Speaker 3:Yeah. Did COVID, do anything to advance research?
Speaker 4:It absolutely did. I mean, I think before, you know, 2020, you could ask probably a hundred people, and 75 of them would not really know the difference between pulmonary, respiratory, and the lungs, what the lungs, you know, really do. I mean, people know that they breathe with them, but they don't understand that they're basically your filter to the world. Everything that you breathe in a day, in a lifetime, goes through your lungs, and we don't get new ones, and we can't change them out except for transplant for, you know, a few, but we really, you know, we're stuck with the ones we have, so we need to take care of them. And what we learned during COVID is that the lungs are precious and that they can be easily damaged by some of these viral impacts and our best case is to avoid getting sick in the first place.
Speaker 4:But we do need better therapies to prevent lung failure in all of those cases and we're still working on that. You know, our researchers, our clinicians have been on the front line since day one of the pandemic, and they continue to take care of patients in the ICU worldwide. So I think on Capitol Hill, off Capitol Hill, we can make a huge impact in preventing not preventing pandemics altogether necessarily, but in managing the the viruses that we have just like bird flu, and hoping that we can use what we have to prevent those from being pandemics and major outbreaks.
Speaker 2:Theresa, you've been so involved with ATS in many areas serving on many committees. I'm curious about the public advisory roundtable. Would you, inform us
Speaker 4:on what it does? Sure. The public advisory roundtable is, is is unique in the medical world, really. This you know, the American Thoracic Society proactively twenty years ago or so set up the public advisory roundtable to represent patients and the patient voice in everything that the society does. And so that organization is made up of about 15 patient organizations, and the representatives change every few years.

Parts of the exercise:
• 1. In the lung-health interview transcript, roughly how many patient organizations make up the public advisory roundtable?
• 2. Rewrite the paragraph of the lung-health interview transcript that begins "But we do need better therapies" as a bulleted list that keeps its main facts.
• 3. Continue the lung-health interview transcript from its last sentence, carrying on the account of the public advisory roundtable.

Data listing:
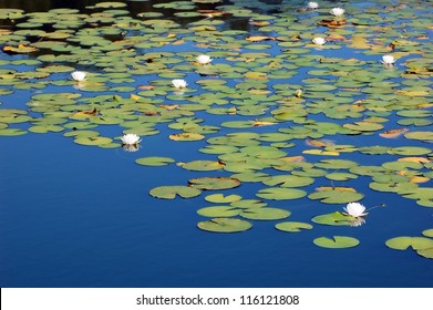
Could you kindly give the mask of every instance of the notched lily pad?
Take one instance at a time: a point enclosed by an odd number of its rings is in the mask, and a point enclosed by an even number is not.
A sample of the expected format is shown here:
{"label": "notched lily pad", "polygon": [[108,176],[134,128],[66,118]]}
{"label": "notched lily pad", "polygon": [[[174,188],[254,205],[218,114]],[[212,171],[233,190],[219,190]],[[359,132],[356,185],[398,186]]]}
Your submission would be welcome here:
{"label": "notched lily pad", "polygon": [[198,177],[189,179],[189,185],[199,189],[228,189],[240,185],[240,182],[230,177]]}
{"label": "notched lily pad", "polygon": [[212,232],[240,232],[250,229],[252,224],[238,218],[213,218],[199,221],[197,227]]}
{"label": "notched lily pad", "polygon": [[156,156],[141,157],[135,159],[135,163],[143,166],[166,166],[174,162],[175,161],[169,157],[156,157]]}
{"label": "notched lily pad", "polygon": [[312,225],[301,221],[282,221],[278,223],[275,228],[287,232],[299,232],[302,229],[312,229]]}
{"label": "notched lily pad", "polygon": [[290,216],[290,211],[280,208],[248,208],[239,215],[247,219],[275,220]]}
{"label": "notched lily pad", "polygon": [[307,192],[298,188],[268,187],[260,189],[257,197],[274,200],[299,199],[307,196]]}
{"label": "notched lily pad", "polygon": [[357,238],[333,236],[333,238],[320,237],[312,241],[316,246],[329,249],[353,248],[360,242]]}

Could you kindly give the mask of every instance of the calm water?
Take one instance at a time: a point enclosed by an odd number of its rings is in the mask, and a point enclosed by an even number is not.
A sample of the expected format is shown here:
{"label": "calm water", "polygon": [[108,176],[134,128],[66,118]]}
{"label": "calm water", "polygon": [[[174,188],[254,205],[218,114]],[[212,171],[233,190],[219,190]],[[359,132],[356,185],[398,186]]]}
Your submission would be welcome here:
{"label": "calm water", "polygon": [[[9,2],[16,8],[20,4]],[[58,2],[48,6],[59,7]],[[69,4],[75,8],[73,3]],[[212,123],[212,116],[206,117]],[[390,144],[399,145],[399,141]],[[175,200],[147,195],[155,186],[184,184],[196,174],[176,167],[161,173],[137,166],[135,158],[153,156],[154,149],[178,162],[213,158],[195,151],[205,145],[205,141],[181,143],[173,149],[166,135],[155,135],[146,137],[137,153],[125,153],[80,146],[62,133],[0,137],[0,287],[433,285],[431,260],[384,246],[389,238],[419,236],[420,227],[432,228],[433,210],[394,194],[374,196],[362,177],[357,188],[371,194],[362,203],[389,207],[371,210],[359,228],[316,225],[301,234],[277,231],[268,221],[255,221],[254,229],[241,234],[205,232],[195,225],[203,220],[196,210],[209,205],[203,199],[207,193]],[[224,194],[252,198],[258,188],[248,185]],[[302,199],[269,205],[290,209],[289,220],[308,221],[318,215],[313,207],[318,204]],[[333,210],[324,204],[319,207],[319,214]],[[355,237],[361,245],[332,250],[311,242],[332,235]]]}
--
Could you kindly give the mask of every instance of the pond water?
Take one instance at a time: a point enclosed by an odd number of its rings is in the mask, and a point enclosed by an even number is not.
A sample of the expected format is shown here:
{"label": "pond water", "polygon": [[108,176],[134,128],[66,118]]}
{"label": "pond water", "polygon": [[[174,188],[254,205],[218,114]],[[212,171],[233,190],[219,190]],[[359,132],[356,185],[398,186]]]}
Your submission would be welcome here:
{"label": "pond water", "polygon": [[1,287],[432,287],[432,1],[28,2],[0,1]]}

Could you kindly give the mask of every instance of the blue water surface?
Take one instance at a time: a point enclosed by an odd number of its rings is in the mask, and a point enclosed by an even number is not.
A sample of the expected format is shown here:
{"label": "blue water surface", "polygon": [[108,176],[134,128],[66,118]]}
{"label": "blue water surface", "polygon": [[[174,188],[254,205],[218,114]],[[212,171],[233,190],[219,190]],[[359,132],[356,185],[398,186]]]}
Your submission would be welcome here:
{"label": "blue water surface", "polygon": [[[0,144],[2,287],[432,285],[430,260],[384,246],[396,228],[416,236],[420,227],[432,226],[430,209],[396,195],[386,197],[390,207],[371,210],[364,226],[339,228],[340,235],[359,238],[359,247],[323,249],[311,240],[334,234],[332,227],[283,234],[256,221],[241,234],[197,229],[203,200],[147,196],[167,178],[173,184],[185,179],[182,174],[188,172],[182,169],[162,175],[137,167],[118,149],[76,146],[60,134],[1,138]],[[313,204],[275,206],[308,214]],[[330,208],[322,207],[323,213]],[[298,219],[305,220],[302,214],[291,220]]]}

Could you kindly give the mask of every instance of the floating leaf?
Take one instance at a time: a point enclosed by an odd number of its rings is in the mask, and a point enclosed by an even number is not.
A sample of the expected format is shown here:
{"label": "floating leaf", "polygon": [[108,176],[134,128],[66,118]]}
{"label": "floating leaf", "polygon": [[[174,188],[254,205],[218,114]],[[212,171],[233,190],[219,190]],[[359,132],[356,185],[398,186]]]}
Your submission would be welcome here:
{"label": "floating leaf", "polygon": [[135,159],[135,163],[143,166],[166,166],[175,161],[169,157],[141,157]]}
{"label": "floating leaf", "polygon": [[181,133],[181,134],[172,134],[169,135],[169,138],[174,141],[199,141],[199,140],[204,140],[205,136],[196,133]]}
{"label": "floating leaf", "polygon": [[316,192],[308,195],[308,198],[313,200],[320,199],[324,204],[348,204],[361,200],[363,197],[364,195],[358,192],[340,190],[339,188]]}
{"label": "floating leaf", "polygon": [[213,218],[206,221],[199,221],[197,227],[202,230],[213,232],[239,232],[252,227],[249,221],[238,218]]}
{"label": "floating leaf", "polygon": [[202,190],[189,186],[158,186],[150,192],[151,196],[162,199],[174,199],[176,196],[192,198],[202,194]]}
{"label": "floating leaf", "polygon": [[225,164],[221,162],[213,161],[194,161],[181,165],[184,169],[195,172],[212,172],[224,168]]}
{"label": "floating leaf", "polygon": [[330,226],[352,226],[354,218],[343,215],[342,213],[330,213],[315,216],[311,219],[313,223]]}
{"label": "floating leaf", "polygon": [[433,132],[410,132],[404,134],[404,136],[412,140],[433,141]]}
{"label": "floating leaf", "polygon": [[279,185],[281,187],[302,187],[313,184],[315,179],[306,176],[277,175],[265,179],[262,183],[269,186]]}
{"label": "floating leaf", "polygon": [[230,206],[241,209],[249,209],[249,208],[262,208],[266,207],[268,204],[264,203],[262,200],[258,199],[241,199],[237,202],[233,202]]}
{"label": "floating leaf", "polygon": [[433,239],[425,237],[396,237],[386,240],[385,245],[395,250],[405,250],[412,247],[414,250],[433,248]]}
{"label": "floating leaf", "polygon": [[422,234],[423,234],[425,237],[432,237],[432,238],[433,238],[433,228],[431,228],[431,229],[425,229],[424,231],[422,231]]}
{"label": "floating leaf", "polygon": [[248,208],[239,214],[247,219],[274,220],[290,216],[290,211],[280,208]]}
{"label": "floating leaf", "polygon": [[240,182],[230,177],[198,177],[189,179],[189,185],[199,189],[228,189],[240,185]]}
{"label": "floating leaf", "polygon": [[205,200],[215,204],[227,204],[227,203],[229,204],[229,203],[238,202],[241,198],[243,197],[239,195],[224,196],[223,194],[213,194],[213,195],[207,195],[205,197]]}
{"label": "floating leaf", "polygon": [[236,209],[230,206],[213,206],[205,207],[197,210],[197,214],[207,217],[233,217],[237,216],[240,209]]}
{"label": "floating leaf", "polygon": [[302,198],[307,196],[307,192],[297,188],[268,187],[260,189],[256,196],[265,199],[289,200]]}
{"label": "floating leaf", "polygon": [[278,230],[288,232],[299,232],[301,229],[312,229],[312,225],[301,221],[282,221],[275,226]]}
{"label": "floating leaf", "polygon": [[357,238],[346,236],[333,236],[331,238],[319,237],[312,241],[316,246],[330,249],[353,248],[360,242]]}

Written responses:
• 1. About 15.

• 2.
- Better therapies are still needed to prevent lung failure, and work on them is ongoing.
- Researchers and clinicians have been on the front line since the first day of the pandemic and continue to care for ICU patients worldwide.
- Both on and off Capitol Hill, a large impact is possible. The aim is not necessarily to prevent pandemics altogether but to manage existing viruses such as bird flu so they do not become pandemics or major outbreaks.

• 3.
Speaker 4:But the diseases are represented like, you know, cystic fibrosis and asthma and pulmonary hypertension and COPD and alpha one, pulmonary fibrosis. You if you name the lung disease, chances are their voice is, part of what we do. And every year at the international conference, the ATS, hosts, an event strictly for patients and families so that they can learn about, you know, respiratory diseases, sleep issues, and critical care, and that they could be proactive in their care. And then at many of the sessions at the American Thoracic Society meeting, we actually assign patients to open up those meetings and share their perspective for a few minutes, so that the physicians who are in the audience, you know, not that they're going to forget that their patients are important, but to just remind us every day that the reason we're here is to really, at the end of the day, help patients and make their lives better. And, and that's, you know, why PAR is so wonderful.
Speaker 4:And there really isn't, anything like it, you know, around the world that we're aware of that does what it does. And every member of PAR also serves on one of the committees of the ATS, and there are many of them. So all I can say is, you know, ATS is one of the societies that really believes that the patient voice is critical to literally everything the society does. So I'm I'm really pleased and proud to be part of it. I'm with a nonprofit called warriors, and we're just we just joined this year.
Speaker 2:Although I did chair PAR for five years,
Speaker 4:you know, years ago and I just recently came back on, but it's been the it's been absolutely one of the most important parts of my entire career. So thanks for asking.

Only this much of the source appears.